A figure in a white robe walks silently in the street to collect offering
A figure clad in a white robe, a white hood over the head, with two slits for the eyes, and a white, wide-brimmed hat, occasionally walked silently in the street, tinkling a small money box in his hand, to collect offerings.
Others similarly clad, could be seen in practically all towns and villages. Their mission was unsavoury and frightening, but merciful and voluntary. They collected offerings for someone condemned to die at the gallows, the money destined to be spent for masses and to support dependents.
These individuals were members of the Rozarjanti, a Confraternity of the Holy Rosary, associated with the Dominican Friars of Valletta, and amongst other social work and duties, they had to cater for the spiritual and temporal needs of the condemned, especially during the few days before, during and after the execution.
When the administration of justice moved from Mdina to Valletta, to the Klistanija, (the building where there is now the Ministry of Health), corner St. John Street with Merchants Street, the condemned used to be confined for three days chapel from passing of sentence to execution, during which the Rozarjanti took it in turns to assist, and provide a Capuchin Father to prepare him for death. Before the 1880's an execution was treated as a public affair.
Members of the Rozarjanti Confraternity came in procession from their oratory in St. Dominic Street, clad in their characteristic style, and went down to St. Paul Street, round to the Palace, Merchants Street, St. John Street and Republic Street, proceeding Floriana, through various gates then existing in the fortifications, to the gallows in the area of the present War Memorial.
All vantage points and streets used to be lined and crowded with silent onlookers, as the Head of Police rode in front, followed by bugler, the numerous Rozarjanti in two long rows, and the victim standing, surrounded by Police and accompanied by the executioner who held him tied from hands and neck, most often on a horsedrawn cart.

----------------------------------------

▶ **What you need to do**:
Reproduce the passage on the Rozarjanti confraternity word for word, from start to finish.

▶ **Data supplied**:
----------------------------------------

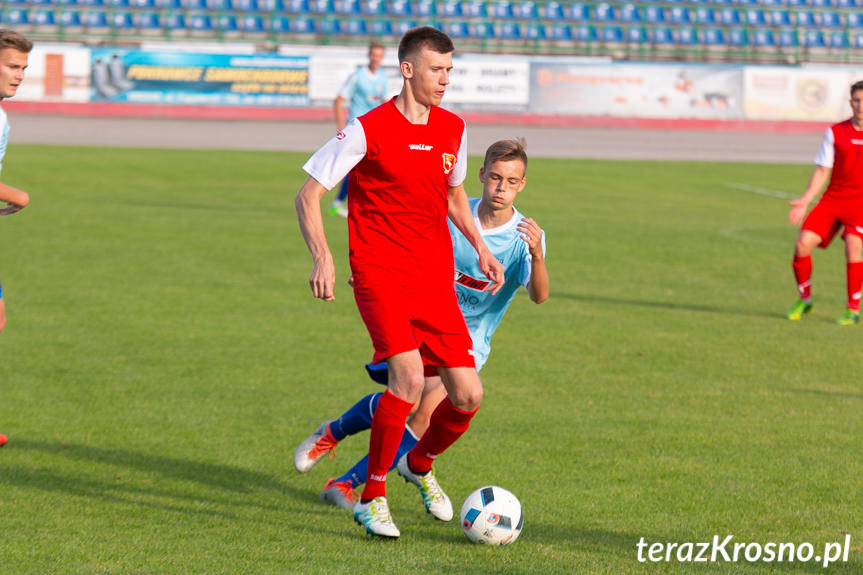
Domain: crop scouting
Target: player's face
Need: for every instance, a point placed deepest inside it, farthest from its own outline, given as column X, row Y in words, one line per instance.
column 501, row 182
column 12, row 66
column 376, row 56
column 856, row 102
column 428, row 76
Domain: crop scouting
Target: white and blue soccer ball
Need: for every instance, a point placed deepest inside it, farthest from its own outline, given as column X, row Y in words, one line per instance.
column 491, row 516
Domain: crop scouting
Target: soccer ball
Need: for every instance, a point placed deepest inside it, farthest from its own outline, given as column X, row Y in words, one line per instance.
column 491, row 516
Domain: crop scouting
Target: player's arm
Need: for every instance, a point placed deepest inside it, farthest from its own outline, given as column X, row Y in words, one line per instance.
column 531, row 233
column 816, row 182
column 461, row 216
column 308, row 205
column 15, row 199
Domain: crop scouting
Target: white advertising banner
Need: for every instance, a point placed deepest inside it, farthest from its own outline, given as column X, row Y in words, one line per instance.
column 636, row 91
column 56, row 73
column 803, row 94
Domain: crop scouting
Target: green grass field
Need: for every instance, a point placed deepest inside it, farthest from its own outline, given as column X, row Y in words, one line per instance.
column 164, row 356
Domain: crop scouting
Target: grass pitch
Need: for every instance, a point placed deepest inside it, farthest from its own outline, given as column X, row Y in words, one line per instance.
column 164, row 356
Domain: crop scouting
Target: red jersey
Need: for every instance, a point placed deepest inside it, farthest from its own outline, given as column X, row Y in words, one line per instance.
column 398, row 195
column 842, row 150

----------------------------------------

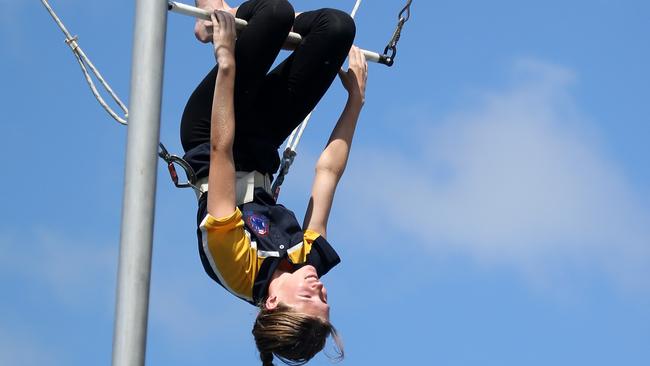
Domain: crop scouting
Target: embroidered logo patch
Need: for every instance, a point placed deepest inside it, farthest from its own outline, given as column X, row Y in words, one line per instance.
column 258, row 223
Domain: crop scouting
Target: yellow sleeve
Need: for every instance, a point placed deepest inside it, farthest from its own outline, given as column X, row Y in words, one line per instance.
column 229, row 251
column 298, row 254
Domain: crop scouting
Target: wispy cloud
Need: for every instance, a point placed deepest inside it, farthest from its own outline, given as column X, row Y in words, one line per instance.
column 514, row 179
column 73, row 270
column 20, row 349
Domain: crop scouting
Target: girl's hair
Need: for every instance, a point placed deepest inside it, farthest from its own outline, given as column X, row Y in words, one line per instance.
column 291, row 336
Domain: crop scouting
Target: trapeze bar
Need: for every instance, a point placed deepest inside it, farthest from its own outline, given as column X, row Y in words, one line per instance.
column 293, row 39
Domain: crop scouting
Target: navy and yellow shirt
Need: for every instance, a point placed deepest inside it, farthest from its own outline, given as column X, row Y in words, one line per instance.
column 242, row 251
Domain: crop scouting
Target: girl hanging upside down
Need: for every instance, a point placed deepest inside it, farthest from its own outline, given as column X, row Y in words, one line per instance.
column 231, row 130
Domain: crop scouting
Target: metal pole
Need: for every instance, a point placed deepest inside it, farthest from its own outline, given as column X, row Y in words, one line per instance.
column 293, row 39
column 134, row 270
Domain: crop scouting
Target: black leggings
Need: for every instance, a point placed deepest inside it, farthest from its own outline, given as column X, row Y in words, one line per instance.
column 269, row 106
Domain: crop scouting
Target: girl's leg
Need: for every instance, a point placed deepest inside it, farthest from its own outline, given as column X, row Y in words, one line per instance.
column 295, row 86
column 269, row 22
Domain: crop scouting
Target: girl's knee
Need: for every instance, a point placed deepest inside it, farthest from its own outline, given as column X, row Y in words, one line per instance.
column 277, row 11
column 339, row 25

----------------------------------------

▶ **Exercise result**:
A figure in a white robe walks silently in the street to collect offering
A figure clad in a white robe, a white hood over the head, with two slits for the eyes, and a white, wide-brimmed hat, occasionally walked silently in the street, tinkling a small money box in his hand, to collect offerings.
Others similarly clad, could be seen in practically all towns and villages. Their mission was unsavoury and frightening, but merciful and voluntary. They collected offerings for someone condemned to die at the gallows, the money destined to be spent for masses and to support dependents.
These individuals were members of the Rozarjanti, a Confraternity of the Holy Rosary, associated with the Dominican Friars of Valletta, and amongst other social work and duties, they had to cater for the spiritual and temporal needs of the condemned, especially during the few days before, during and after the execution.
When the administration of justice moved from Mdina to Valletta, to the Klistanija, (the building where there is now the Ministry of Health), corner St. John Street with Merchants Street, the condemned used to be confined for three days chapel from passing of sentence to execution, during which the Rozarjanti took it in turns to assist, and provide a Capuchin Father to prepare him for death. Before the 1880's an execution was treated as a public affair.
Members of the Rozarjanti Confraternity came in procession from their oratory in St. Dominic Street, clad in their characteristic style, and went down to St. Paul Street, round to the Palace, Merchants Street, St. John Street and Republic Street, proceeding Floriana, through various gates then existing in the fortifications, to the gallows in the area of the present War Memorial.
All vantage points and streets used to be lined and crowded with silent onlookers, as the Head of Police rode in front, followed by bugler, the numerous Rozarjanti in two long rows, and the victim standing, surrounded by Police and accompanied by the executioner who held him tied from hands and neck, most often on a horsedrawn cart.